LAS VEGAS (AP) — Three of the eight Las Vegas high school students who are facing murder charges in the fatal beating of their classmate made their first appearances Friday in the adult court system.
A judge ordered the 16-year-old and two 17-year-olds to be held without bail pending their next court date on Tuesday, at which time another judge may reconsider granting bail if the teens’ lawyers request it, the Las Vegas Review-Journal reported. A fourth student, 16, is set to make his first court appearance later Friday.
The other four suspects are awaiting separate hearings since they are all under the age of 16.
The students each face one count of murder but have not been formally charged, court records show. The Associated Press is not naming them because they are juveniles.
Earlier this week, Las Vegas police announced the arrests of eight students, between the ages of 13 and 17, in connection with the Nov. 1 brawl that left 17-year-old Jonathan Lewis Jr. dead.
Authorities have said students at Rancho High School in eastern Las Vegas had agreed to meet after school let out that day in an alleyway around the corner from campus to fight over a pair of wireless headphones and a vape pen.
The fight was captured on cellphone video and widely shared across social media. Las Vegas police said they are still working to identify and locate two more students seen in the footage taking part in the beating. Homicide Lt. Jason Johansson said the two remaining students also will face murder charges.
In Nevada, teenagers 16 or older accused of murder are automatically transferred to the adult court system. That’s why a family court judge on Wednesday transferred the cases of the four students. Police records show that one of them turned 16 on the day of the fight.
________________________
Task instructions:
a. According to the news report on the Rancho High School beating, why did a family court judge transfer four students' cases to the adult court system? Answer in one to three sentences.
b. Write what comes next in the news report on the Rancho High School beating, starting after its final sentence.

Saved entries
________________________
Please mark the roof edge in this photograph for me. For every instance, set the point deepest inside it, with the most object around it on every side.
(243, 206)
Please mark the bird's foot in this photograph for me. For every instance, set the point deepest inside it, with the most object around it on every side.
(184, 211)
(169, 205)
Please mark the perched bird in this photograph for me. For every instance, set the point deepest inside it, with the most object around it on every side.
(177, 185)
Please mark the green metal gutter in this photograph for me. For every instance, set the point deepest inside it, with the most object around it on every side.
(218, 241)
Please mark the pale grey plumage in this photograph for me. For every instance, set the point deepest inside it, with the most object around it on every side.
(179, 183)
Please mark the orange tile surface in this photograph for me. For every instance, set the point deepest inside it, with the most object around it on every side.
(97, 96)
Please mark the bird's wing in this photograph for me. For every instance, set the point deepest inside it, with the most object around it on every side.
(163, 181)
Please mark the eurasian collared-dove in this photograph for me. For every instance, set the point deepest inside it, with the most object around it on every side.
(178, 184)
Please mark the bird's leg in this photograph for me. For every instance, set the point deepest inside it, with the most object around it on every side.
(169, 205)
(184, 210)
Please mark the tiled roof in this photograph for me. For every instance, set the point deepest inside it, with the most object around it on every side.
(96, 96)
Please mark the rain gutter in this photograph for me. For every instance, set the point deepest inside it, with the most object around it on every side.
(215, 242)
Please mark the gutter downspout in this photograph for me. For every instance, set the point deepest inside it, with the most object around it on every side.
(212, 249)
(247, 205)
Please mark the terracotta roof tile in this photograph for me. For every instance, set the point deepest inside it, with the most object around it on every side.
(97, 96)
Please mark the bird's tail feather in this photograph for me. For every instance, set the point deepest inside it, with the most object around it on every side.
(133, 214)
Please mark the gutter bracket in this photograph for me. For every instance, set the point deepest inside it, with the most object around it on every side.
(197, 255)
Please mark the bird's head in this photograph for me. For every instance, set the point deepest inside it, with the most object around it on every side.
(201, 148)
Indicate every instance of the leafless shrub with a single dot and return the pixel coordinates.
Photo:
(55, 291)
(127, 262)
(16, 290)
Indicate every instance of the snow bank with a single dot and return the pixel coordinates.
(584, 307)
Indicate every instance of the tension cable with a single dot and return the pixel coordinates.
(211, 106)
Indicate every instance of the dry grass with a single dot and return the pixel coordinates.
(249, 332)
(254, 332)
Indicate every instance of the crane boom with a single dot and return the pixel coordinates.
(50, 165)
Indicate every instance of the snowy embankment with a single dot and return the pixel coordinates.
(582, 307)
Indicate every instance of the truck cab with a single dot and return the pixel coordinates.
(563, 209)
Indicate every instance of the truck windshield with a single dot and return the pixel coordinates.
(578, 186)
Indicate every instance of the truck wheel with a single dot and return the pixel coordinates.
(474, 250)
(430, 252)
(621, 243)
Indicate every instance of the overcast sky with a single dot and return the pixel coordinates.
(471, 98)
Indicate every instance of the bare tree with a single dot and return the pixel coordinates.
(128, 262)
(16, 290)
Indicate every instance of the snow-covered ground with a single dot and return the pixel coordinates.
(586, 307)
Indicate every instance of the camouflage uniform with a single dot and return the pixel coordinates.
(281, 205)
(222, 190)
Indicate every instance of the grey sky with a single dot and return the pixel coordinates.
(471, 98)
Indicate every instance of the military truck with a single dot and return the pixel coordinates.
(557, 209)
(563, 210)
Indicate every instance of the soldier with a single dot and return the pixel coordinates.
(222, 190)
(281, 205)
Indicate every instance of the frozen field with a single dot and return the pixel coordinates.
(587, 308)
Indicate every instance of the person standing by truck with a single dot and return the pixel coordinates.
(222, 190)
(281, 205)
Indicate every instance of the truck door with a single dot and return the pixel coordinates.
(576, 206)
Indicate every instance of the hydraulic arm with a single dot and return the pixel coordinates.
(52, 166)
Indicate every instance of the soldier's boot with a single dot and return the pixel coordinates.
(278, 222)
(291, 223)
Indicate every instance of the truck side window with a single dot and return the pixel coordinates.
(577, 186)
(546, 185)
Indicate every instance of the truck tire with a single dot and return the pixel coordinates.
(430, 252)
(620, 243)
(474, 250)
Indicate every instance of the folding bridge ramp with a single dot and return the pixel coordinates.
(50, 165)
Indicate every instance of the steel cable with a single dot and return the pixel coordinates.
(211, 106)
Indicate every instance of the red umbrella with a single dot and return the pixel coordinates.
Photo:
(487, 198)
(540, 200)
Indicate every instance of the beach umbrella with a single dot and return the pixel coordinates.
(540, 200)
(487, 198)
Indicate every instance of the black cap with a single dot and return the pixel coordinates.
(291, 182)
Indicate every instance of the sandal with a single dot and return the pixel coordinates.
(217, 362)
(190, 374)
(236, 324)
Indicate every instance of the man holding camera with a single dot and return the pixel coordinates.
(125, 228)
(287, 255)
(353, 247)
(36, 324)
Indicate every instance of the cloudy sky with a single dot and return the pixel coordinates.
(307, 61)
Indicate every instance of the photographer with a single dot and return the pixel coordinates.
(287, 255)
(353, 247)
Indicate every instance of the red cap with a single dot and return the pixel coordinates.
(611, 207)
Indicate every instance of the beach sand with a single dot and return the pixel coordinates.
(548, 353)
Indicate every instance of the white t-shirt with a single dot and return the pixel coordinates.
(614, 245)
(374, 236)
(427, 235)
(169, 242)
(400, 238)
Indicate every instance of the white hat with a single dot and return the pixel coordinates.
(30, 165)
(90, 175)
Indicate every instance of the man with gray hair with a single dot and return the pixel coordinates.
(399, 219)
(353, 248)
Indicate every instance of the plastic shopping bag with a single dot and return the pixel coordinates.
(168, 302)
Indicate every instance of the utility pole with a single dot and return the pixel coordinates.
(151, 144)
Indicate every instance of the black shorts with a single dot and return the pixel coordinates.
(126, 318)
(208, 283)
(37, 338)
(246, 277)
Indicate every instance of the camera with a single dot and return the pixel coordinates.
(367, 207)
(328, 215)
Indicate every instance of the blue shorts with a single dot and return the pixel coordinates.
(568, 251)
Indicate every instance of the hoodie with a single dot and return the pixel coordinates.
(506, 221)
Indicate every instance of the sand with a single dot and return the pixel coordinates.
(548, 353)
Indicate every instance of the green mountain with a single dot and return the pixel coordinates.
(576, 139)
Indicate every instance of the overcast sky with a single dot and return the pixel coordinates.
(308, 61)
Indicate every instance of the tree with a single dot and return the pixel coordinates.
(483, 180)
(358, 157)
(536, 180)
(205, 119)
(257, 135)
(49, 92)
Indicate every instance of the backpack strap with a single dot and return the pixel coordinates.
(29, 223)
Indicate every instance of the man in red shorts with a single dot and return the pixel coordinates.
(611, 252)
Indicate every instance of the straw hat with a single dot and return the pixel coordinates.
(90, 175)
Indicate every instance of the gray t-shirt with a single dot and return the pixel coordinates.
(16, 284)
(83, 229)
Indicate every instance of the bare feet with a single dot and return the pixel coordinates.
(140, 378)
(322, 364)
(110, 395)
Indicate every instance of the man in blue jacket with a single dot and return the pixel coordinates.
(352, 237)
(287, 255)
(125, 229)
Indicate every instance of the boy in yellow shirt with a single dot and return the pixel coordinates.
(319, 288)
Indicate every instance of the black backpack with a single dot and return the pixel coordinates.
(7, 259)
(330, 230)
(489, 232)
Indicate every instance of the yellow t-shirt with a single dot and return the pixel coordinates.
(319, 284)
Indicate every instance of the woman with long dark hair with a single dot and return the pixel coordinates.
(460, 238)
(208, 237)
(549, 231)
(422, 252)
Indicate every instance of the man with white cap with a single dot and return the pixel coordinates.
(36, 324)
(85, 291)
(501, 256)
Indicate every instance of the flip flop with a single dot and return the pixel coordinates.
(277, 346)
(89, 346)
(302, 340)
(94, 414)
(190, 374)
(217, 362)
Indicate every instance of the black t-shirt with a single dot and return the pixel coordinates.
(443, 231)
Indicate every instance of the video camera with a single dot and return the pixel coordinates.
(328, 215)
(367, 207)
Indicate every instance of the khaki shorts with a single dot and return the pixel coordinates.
________________________
Results in order:
a. Nevada law automatically sends teenagers 16 or older who are accused of murder to the adult court system. The report gives this as the reason a family court judge transferred the four students' cases on Wednesday.

b.
As for the other four students who are under 16, hearings known as certification proceedings will be held at later dates to determine if they will be charged as adults.
By law in Nevada, a teenager accused of murder can be charged as an adult if they were 13 or older at the time of the alleged crime.
Police said they believe a pair of wireless headphones and vape pen had been stolen from the victim’s friend earlier in the week, which resulted in the students agreeing to meet in the alleyway to fight.
Detectives think the victim wasn’t originally supposed to be involved in the brawl, but he walked to the alleyway with his friend after school, Johansson said.
The victim’s father, Jonathan Lewis Sr., said on a fundraising page created to help with funeral and medical costs that his son was attacked while standing up for his friend.
Johansson said the video of the brawl shows the victim taking off his shirt to prepare for the fight, and then the 10 students “immediately swarm him, pull him to the ground and begin kicking, punching and stomping on him.”
He called the video “very void of humanity” and said the victim was not defending himself as he was being attacked.
After the brawl, a person in the area found the victim badly beaten and unconscious and carried him back to campus, where school staff called 911, Johansson said.
Lewis Jr. was hospitalized with severe head trauma and other injuries and died a week later, according to the coroner’s office in Las Vegas.